#### [文章の一部]
超音波風速計

超音波風速計とは

超音波風速計

超音波風速計とは、風速計の1種で、大気中の風や排気口から出る風などの強さを測定するために、風向きや速さを測定する装置です。

風速計には複数の方式がありますが、超音波風速計は他の風速計のように2次元ではなく、3次元での立体的な観測が可能なのが大きな特徴です。つまり、風の吹上や吹き下ろしといった鉛直方向成分も観測することが可能になります。

また、機械的に可動する構造ではないため、強風でも破損の恐れが少なく、過渡的な変化にも追従しやすいのも特徴の1つです。

超音波風速計の使用用途

風速計は、屋外向けに雨や雪などに強いものから、屋内向けにクリーンルームや精密性が要求される製造現場での環境調査の使用に適したものまであります。中でも超音波風速計は、以下の用途で使用される場合が多いです。

1. 屋内での使用例

  • クリーンルーム内気流変化の確認
  • 液晶パネル
  • LED製造のライン
  • 住環境や冷蔵庫内監視

2. 屋外での使用例

  • 大気拡散観測建設
  • 土木の安全管理
  • 底層気象及び極地気象測定
  • 交通機関の安全運転

超音波風速計の原理

超音波風速計は、風速によって変化する音速の変化量で音速を測定します。超音波で風速が計測できるのは、空間の中で風が吹いているような状態、つまり運動している大気の中を音波が伝播する際には、音は風によって流されるために、伝わるまでの時間が変化するからです。

#### [提供された情報]
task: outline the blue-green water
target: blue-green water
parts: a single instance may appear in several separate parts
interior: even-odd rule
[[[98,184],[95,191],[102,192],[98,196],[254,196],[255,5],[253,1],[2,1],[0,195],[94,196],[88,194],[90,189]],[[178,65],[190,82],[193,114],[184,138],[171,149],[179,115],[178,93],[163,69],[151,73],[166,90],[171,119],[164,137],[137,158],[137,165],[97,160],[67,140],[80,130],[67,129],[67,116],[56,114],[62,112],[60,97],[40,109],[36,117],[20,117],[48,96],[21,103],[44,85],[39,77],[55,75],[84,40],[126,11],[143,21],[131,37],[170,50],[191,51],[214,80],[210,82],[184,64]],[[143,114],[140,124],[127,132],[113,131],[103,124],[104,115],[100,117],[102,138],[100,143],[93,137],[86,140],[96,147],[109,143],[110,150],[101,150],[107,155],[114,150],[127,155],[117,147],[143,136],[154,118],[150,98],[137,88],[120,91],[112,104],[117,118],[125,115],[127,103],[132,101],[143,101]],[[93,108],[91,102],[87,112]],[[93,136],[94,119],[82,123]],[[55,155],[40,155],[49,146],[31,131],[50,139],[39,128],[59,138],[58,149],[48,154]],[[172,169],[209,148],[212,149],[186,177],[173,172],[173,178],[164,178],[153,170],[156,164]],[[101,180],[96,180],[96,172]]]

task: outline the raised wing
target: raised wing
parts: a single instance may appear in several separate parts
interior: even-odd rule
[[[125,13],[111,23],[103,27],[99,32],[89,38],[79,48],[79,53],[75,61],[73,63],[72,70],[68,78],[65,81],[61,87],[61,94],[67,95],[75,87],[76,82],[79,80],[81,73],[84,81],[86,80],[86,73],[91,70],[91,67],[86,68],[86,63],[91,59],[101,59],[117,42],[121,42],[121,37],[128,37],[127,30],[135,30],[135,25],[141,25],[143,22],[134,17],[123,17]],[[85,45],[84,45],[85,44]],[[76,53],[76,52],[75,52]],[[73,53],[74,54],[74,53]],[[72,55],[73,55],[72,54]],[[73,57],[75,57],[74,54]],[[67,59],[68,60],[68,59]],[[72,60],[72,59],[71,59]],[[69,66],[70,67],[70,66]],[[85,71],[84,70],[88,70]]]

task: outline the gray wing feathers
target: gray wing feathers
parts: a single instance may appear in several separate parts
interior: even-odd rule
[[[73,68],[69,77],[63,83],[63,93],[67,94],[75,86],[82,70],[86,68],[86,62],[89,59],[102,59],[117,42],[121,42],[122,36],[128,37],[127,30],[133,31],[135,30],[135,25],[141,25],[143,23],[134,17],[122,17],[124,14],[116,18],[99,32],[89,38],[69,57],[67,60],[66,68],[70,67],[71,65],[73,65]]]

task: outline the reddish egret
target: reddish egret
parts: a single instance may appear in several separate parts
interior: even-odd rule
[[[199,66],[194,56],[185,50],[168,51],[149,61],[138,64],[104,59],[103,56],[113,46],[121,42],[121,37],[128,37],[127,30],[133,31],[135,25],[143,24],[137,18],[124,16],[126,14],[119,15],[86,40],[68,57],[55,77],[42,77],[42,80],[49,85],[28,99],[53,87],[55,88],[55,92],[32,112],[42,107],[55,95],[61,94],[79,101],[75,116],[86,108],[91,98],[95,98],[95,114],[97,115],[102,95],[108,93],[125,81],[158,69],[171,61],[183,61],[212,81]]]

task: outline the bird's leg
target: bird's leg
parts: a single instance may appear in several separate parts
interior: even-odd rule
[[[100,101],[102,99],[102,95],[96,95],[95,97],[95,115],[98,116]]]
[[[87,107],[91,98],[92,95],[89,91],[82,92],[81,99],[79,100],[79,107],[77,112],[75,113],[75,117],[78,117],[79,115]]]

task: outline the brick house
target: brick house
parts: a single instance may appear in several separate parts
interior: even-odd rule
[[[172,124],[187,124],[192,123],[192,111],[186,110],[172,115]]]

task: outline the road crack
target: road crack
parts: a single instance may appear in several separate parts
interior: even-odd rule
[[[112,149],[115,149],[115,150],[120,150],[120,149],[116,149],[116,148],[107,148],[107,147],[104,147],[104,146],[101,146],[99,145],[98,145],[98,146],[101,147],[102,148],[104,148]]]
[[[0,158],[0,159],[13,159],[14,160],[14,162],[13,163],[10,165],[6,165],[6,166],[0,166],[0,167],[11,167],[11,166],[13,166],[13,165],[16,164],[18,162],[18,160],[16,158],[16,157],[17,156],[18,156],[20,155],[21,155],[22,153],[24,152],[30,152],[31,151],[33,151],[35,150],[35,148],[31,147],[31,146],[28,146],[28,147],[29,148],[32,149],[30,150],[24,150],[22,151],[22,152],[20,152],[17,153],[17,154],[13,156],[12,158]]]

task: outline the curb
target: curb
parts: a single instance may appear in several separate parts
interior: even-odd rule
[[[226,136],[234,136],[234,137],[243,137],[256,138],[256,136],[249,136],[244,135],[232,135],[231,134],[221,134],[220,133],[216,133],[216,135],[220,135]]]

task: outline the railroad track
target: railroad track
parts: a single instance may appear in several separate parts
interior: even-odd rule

#### [作業の説明]
超音波風速計の文章のうち、「超音波風速計とは、風速計の1」から「測することが可能になります。」までを、最後の部分も含めて一字も変えずに書き写してください。 記録は別のところから持ってきたものです。

#### [この問題の答え]
超音波風速計とは、風速計の1種で、大気中の風や排気口から出る風などの強さを測定するために、風向きや速さを測定する装置です。

風速計には複数の方式がありますが、超音波風速計は他の風速計のように2次元ではなく、3次元での立体的な観測が可能なのが大きな特徴です。つまり、風の吹上や吹き下ろしといった鉛直方向成分も観測することが可能になります。